• **Document extract**:
Okay, that's another one I haven't heard. We've done several rules of thumb before,
but that's another good one. So 1000 queries per second for a single query. Check, is it?
It's very relative also how many vCPUs we have.
If we have less, it can hit faster.
Although we couldn't reproduce exactly the same nature as we see on huge machines like
192 cores, 96 cores.
We couldn't reproduce that nature on eight core machines at all.
So yeah, it's for big boys only, you know.
This is like, or maybe for adults.
So young projects don't experience these problems.
Anyway, that's a good point.
Actually, the startups that have hit this that you've written about and things have tended to be
further along in their journeys.
Huge, huge.
But yeah, but still growing quickly.
And it's even a bigger problem at that point.
But yeah, good point.
Should we move on?
Yeah.
So the next one is our usual suspect, right?
It's a wraparound of 8-byte transaction ID and multi-exact ID.
So many words already said about this. It just bothers me that monitoring doesn't cover,
for example, usually it doesn't cover multi-exact IDs. And people still don't have alerts and so on.
and people still don't have alerts and so on. So it's sad, right?
To be in transaction society is easy to create these days.
I get the impression though.
I mean, there were a few high profile incidents that got blogged about.
I think, yes. Yeah, exactly.
And I feel like I haven't seen one in a long while.
And I know there are a lot of projects that are having to,
you know, I think Agen have spoken about,
if they weren't on top of this,
it would only be a matter of hours before they'd hit,
you know, it's that kind of volume.
So they're really, really having to monitor
and stay on top of it all the time.
But I haven't heard of anybody actually hitting this
for quite a while. Do you think,
I wondered if for example, there were some changes to, I think it was auto vacuum being
like, I think it, it kicks into do an anti wraparound vacuum differently, or it might
be lighter, a lighter type of vacuum that it runs now. I think I remember Peter Gaggen
posting about it, something like that. Do you remember a change in that area?
I don't remember, honestly.
I just know this is still a problem.
Again, at CTO level, it feels like,
how come Postgres still has four byte transaction IDs
and what kind of risks I need to take into account?
But you're right,
managed Postgres providers do quite a good job here.
They take care. I had a guest at Postgres TV, Hano Kroosink, who talked about how to escape from it
in non-traditional and in his opinion, and actually my opinion as well, in a better way
and actually my opinion as well in a better way, without single user mode. And since he is a part of Cloud SQL team, so it also shows how much of effort manage
Postgres providers do in this area, realizing this is a huge risk.
Yeah.
And it's not even, even if it's a small risk, the impact when it happens is not small.
So it's one of those ones where...
Absolutely good correction.
It's low risk, high impact.
Exactly.
Yes.
Yes.
So I think the cases that were blogged about were down, were hours and hours possibly even
getting...
Was it even a day or two of downtime for those organizations?
And that was... That is then... I mean, you're talking about dangers, right?
Global downtime.
Exactly.
You're going to lose some customers over that, right?
Yeah.
Unlike the next item, a four byte integer primary keys, it's still a thing.
You know, I was surprised to have recently this case, which was overlooked by our tooling.
Oh, really?
I couldn't like realize how come?
Yeah, because it was a non-traditional way to have this.
Go on.

• **Exercise set**:
A: Answer these questions about the Postgres conversation transcript, one per line:
(i) Which two core counts are given as examples of huge machines?
(ii) Which team is the Postgres TV guest said to be part of?
(iii) In four words, how is the wraparound risk summed up?
B: Return the passage of the Postgres conversation transcript starting at "And it's even" and ending at "got blogged about.".
C: Write the next part of the Postgres conversation transcript, picking up after its final line.

• **Listed entries**:
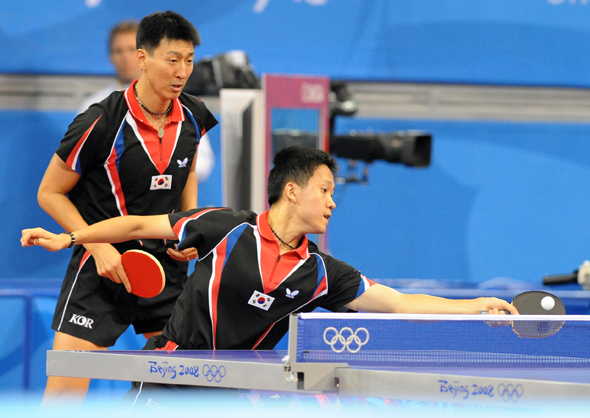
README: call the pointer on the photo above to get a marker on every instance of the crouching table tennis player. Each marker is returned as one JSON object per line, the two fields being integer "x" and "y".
{"x": 247, "y": 255}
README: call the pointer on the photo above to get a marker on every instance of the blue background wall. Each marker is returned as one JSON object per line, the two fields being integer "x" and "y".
{"x": 500, "y": 199}
{"x": 537, "y": 42}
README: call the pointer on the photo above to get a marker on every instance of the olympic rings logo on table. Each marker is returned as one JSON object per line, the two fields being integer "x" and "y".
{"x": 510, "y": 392}
{"x": 346, "y": 339}
{"x": 214, "y": 373}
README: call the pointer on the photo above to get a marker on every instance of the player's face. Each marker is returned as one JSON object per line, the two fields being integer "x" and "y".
{"x": 124, "y": 57}
{"x": 168, "y": 68}
{"x": 315, "y": 201}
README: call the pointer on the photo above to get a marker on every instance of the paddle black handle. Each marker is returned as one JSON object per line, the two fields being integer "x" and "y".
{"x": 561, "y": 279}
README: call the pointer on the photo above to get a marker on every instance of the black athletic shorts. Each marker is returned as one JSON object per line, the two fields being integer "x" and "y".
{"x": 95, "y": 309}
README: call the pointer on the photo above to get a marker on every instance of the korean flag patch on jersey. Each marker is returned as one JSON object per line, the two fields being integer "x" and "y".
{"x": 163, "y": 182}
{"x": 260, "y": 300}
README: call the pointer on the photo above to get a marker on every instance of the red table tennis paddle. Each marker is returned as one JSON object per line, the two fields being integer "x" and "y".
{"x": 145, "y": 273}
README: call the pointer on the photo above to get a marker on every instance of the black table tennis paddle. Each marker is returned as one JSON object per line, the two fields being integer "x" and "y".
{"x": 537, "y": 302}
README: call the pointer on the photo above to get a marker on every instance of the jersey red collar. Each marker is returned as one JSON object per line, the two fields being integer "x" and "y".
{"x": 266, "y": 233}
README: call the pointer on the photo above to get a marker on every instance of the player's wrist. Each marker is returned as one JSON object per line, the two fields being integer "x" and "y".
{"x": 72, "y": 239}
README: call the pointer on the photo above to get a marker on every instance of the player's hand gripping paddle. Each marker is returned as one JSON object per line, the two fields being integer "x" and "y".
{"x": 145, "y": 273}
{"x": 537, "y": 303}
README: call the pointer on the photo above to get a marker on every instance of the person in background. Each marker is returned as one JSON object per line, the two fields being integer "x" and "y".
{"x": 123, "y": 56}
{"x": 133, "y": 153}
{"x": 122, "y": 53}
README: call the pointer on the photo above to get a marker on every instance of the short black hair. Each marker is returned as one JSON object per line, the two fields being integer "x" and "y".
{"x": 159, "y": 25}
{"x": 296, "y": 164}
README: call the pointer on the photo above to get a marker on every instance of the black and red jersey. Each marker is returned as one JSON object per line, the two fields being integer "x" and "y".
{"x": 126, "y": 169}
{"x": 242, "y": 290}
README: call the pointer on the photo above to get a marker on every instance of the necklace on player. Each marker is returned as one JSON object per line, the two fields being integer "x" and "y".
{"x": 279, "y": 238}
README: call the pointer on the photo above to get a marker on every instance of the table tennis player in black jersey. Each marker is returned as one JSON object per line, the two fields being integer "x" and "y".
{"x": 257, "y": 269}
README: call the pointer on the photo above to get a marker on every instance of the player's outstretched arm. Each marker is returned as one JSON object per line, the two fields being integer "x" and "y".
{"x": 122, "y": 228}
{"x": 379, "y": 298}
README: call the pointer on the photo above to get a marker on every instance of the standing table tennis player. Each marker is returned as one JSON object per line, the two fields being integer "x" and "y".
{"x": 133, "y": 153}
{"x": 256, "y": 270}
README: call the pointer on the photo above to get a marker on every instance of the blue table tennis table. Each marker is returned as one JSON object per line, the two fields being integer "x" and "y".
{"x": 517, "y": 362}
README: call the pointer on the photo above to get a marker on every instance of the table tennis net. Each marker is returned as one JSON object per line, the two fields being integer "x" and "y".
{"x": 455, "y": 340}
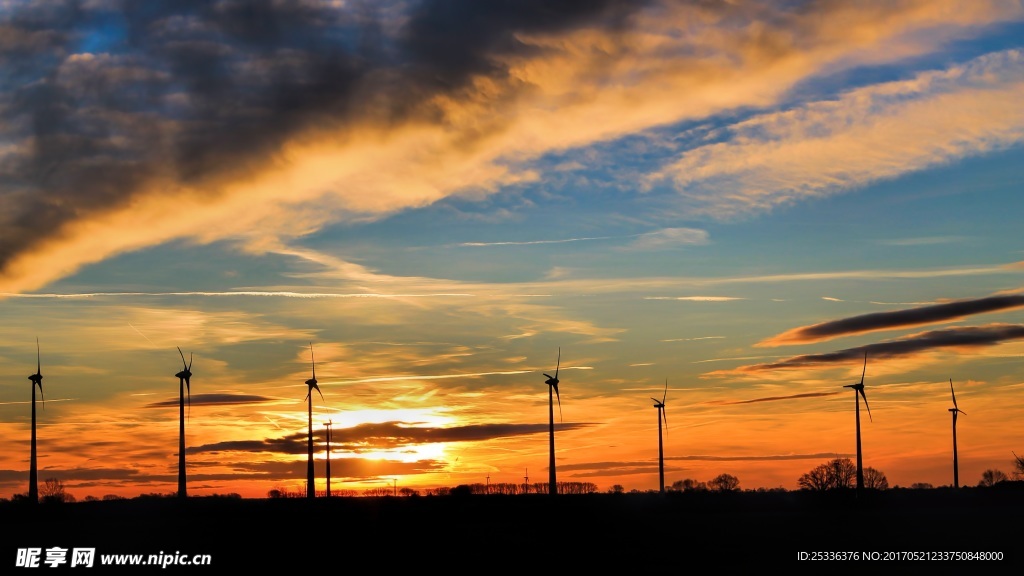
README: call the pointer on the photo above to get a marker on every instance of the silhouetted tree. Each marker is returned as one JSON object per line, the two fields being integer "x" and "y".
{"x": 52, "y": 490}
{"x": 724, "y": 483}
{"x": 876, "y": 480}
{"x": 688, "y": 485}
{"x": 991, "y": 478}
{"x": 836, "y": 474}
{"x": 379, "y": 491}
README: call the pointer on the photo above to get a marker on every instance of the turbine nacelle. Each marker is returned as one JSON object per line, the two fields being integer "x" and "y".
{"x": 553, "y": 381}
{"x": 954, "y": 409}
{"x": 659, "y": 404}
{"x": 185, "y": 374}
{"x": 37, "y": 378}
{"x": 858, "y": 388}
{"x": 311, "y": 382}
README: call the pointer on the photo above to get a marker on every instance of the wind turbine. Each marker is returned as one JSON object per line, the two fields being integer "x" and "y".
{"x": 858, "y": 393}
{"x": 552, "y": 382}
{"x": 659, "y": 404}
{"x": 311, "y": 382}
{"x": 954, "y": 411}
{"x": 37, "y": 380}
{"x": 183, "y": 386}
{"x": 329, "y": 424}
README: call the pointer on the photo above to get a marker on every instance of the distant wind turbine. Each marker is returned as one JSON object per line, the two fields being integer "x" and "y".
{"x": 37, "y": 380}
{"x": 954, "y": 411}
{"x": 552, "y": 382}
{"x": 184, "y": 386}
{"x": 311, "y": 382}
{"x": 858, "y": 393}
{"x": 659, "y": 405}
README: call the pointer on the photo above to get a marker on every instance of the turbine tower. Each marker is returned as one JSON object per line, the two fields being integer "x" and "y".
{"x": 311, "y": 382}
{"x": 954, "y": 411}
{"x": 858, "y": 393}
{"x": 183, "y": 386}
{"x": 37, "y": 380}
{"x": 659, "y": 405}
{"x": 329, "y": 424}
{"x": 552, "y": 382}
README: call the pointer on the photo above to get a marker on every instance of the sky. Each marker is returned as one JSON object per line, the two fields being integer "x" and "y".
{"x": 728, "y": 205}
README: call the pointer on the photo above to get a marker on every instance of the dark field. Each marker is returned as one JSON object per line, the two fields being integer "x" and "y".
{"x": 479, "y": 534}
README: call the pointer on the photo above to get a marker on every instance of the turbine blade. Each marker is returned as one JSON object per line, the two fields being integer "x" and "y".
{"x": 559, "y": 403}
{"x": 312, "y": 360}
{"x": 862, "y": 395}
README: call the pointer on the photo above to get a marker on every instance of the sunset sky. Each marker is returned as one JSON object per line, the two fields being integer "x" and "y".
{"x": 735, "y": 198}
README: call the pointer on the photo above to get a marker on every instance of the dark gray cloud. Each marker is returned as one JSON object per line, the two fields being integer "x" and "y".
{"x": 961, "y": 337}
{"x": 775, "y": 398}
{"x": 895, "y": 319}
{"x": 213, "y": 400}
{"x": 100, "y": 99}
{"x": 373, "y": 437}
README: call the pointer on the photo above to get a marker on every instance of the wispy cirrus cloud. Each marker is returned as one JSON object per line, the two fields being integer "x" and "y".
{"x": 696, "y": 298}
{"x": 880, "y": 321}
{"x": 775, "y": 398}
{"x": 867, "y": 134}
{"x": 214, "y": 400}
{"x": 668, "y": 238}
{"x": 815, "y": 456}
{"x": 361, "y": 112}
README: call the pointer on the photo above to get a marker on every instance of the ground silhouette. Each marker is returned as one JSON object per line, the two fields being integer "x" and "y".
{"x": 574, "y": 532}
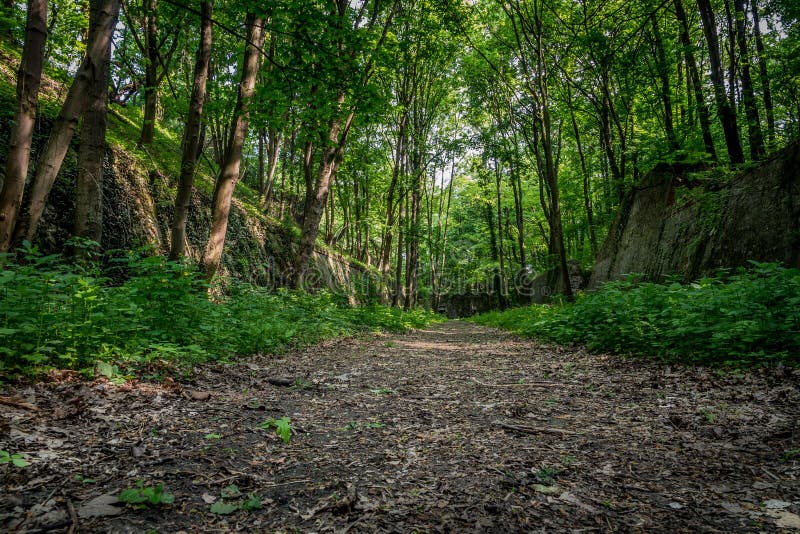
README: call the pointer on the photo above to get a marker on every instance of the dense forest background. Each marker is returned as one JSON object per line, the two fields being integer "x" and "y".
{"x": 442, "y": 145}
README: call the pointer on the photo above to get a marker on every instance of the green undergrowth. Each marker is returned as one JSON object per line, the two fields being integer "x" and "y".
{"x": 742, "y": 319}
{"x": 146, "y": 316}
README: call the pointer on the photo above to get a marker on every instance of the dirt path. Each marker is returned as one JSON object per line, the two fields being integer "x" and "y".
{"x": 457, "y": 428}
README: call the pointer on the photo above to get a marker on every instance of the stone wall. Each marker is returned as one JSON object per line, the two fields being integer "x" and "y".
{"x": 675, "y": 223}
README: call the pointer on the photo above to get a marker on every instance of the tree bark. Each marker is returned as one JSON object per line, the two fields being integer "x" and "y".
{"x": 587, "y": 197}
{"x": 503, "y": 295}
{"x": 29, "y": 77}
{"x": 67, "y": 120}
{"x": 229, "y": 171}
{"x": 693, "y": 77}
{"x": 727, "y": 114}
{"x": 663, "y": 75}
{"x": 191, "y": 135}
{"x": 754, "y": 134}
{"x": 412, "y": 260}
{"x": 91, "y": 155}
{"x": 150, "y": 72}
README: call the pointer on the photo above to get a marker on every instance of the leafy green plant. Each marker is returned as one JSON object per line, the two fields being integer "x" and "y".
{"x": 15, "y": 459}
{"x": 146, "y": 496}
{"x": 226, "y": 507}
{"x": 282, "y": 427}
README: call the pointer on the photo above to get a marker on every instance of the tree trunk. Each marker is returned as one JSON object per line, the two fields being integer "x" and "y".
{"x": 273, "y": 149}
{"x": 727, "y": 115}
{"x": 229, "y": 171}
{"x": 763, "y": 74}
{"x": 191, "y": 135}
{"x": 67, "y": 120}
{"x": 150, "y": 72}
{"x": 754, "y": 134}
{"x": 693, "y": 78}
{"x": 89, "y": 195}
{"x": 29, "y": 77}
{"x": 398, "y": 275}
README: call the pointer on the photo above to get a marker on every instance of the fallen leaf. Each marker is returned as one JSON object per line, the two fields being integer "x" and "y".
{"x": 784, "y": 519}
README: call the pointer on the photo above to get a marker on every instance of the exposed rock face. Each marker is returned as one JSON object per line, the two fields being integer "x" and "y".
{"x": 671, "y": 224}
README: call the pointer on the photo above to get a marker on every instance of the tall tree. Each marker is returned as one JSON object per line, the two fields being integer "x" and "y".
{"x": 693, "y": 79}
{"x": 354, "y": 61}
{"x": 89, "y": 197}
{"x": 191, "y": 134}
{"x": 19, "y": 146}
{"x": 229, "y": 171}
{"x": 763, "y": 73}
{"x": 754, "y": 134}
{"x": 67, "y": 120}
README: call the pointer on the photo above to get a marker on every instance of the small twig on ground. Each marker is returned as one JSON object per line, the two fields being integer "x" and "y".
{"x": 73, "y": 516}
{"x": 534, "y": 429}
{"x": 10, "y": 401}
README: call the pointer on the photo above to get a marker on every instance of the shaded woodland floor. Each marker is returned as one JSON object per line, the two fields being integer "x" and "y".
{"x": 456, "y": 428}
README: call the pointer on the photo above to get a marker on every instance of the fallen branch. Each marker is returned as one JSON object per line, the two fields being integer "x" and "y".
{"x": 523, "y": 384}
{"x": 10, "y": 401}
{"x": 535, "y": 429}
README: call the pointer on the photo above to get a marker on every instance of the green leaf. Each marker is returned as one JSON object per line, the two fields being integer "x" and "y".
{"x": 252, "y": 503}
{"x": 229, "y": 492}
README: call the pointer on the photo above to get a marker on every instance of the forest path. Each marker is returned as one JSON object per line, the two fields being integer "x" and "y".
{"x": 454, "y": 428}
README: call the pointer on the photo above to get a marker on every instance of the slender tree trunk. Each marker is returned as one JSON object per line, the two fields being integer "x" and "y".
{"x": 412, "y": 259}
{"x": 317, "y": 196}
{"x": 150, "y": 72}
{"x": 443, "y": 259}
{"x": 262, "y": 167}
{"x": 273, "y": 149}
{"x": 7, "y": 11}
{"x": 503, "y": 296}
{"x": 754, "y": 134}
{"x": 191, "y": 135}
{"x": 89, "y": 195}
{"x": 229, "y": 172}
{"x": 727, "y": 114}
{"x": 587, "y": 196}
{"x": 693, "y": 77}
{"x": 763, "y": 74}
{"x": 67, "y": 120}
{"x": 29, "y": 77}
{"x": 731, "y": 49}
{"x": 386, "y": 241}
{"x": 398, "y": 275}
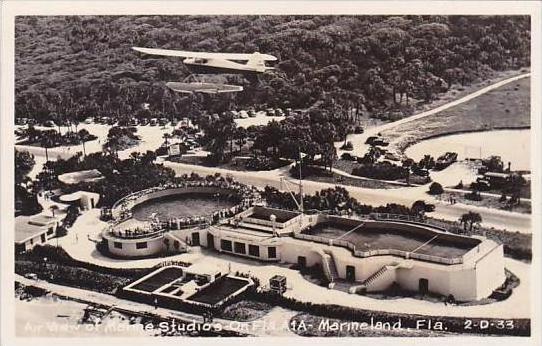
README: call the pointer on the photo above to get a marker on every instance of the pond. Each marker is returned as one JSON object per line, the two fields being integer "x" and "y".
{"x": 511, "y": 145}
{"x": 182, "y": 205}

• **Task answers**:
A:
(i) 192 cores and 96 cores
(ii) The Cloud SQL team
(iii) Low risk, high impact

B:
And it's even a bigger problem at that point.
But yeah, good point.
Should we move on?
Yeah.
So the next one is our usual suspect, right?
It's a wraparound of 8-byte transaction ID and multi-exact ID.
So many words already said about this. It just bothers me that monitoring doesn't cover,
for example, usually it doesn't cover multi-exact IDs. And people still don't have alerts and so on.
and people still don't have alerts and so on. So it's sad, right?
To be in transaction society is easy to create these days.
I get the impression though.
I mean, there were a few high profile incidents that got blogged about.

C:
Well, it was first of all, the sequence which was used by multiple tables and one for all of them and somehow it was defined so our report in
position cup didn't see it so when it came I was like how come this like this
is an old friend or old enemy not friend enemy. Old enemy. Yeah. I haven't seen you for so many years.
And you look differently, you know,
because multiple tables use,
but still, it's not fun.
And this causes partial downtime
because some part of workload cannot work anymore,
you cannot insert.
Yeah.
Yeah, so, by the way, I also learned that if you just do in place alter table for huge table
it
Not so dumb as I thought I checked source code. I was impressed and that this code is from nine point something
Yeah before so it if you alter table alter column to change from in to four to in eight, it actually performs
job like similar to vacuum full, recreating indexes and you don't have bloat. I expected
like 50% bloat. Oh, why? Because I thought it will rewrite the whole table. I was mistaken.
It's quite smart. Yeah, it's of course, it's a
blocking operation. It causes downtime to perform it, but you end up having quite clean
state of table and indexes. Not quite clean state. It's fresh.
Yeah. So that is a table rewrite, no?
Yes. Well, table, yes. Well, you're right. I was thinking about table rewrite is very
dumb thing like create more tuples and delete other tuples.
Got it, got it, got it.
But there is mechanism of table rewrite in the code.
Now I saw it finally, I'm still learning, you know, sorry.
You might end up with some padding issues
if you had it optimized well before, but yeah.
Yeah, it also feels like Postgres could implement
some reshape eventually because there are building blocks
in the code already, I see it, and like to first,
like offline style to change column order,
and then if you want it, and then fully online style.
If PgSqueeze goes to core, right?
Yeah, yeah, yeah.
That would be great.
Yeah, I'm just connecting paths here
and can be very powerful in like three to five years maybe.
But it's a lot of work additionally.
So all those who are involved in moving huge building blocks,
I have huge respect.
Yeah.
So OK.
And I think this is, if you know what you're doing,
this one's easier to recover
from. I assume like with the sequence, for example, you can handle it multiple ways,
but you could you can set the sequence to like negative 2 billion. Everyone thinks they
are smart. And this is the first thing I this is the first thing I hear all this when we
discuss this is this is what's in, like, let's use negative values.
Of course, if you can use negative values, do it.
Because we know Postgres integers are signed integers.
So we use only half of capacity of...
For byte capacity, half of it is 2.1 billion, roughly.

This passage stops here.